<<<<

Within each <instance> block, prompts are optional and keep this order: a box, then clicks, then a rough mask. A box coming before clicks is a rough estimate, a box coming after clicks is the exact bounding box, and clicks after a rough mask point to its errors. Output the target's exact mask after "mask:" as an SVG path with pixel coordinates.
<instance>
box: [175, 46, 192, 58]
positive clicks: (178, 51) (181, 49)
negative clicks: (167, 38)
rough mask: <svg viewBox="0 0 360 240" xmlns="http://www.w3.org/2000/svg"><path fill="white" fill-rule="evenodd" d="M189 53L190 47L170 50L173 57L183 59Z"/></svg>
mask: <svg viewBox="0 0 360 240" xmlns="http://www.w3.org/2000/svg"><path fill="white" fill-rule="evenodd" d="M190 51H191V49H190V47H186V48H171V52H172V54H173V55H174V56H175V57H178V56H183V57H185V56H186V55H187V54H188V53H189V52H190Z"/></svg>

>>>>

[Problem details]:
Once you have read the entries, reproduce each one exactly.

[Written response]:
Within each <instance> block, prompts are optional and keep this order: a box, then clicks, then a rough mask. A box coming before clicks is a rough estimate, a box coming after clicks is the exact bounding box, and clicks after a rough mask point to its errors. Output the target's exact mask after "mask:" as an SVG path with pixel coordinates.
<instance>
box: [175, 46, 192, 58]
positive clicks: (178, 51) (181, 49)
negative clicks: (167, 38)
rough mask: <svg viewBox="0 0 360 240" xmlns="http://www.w3.org/2000/svg"><path fill="white" fill-rule="evenodd" d="M189 53L190 47L170 50L173 57L183 59Z"/></svg>
mask: <svg viewBox="0 0 360 240" xmlns="http://www.w3.org/2000/svg"><path fill="white" fill-rule="evenodd" d="M190 51H191V49H190V47H186V48H171V52H172V54H173V55H174V56H175V57H178V56H183V57H185V56H186V55H187V54H188V53H189V52H190Z"/></svg>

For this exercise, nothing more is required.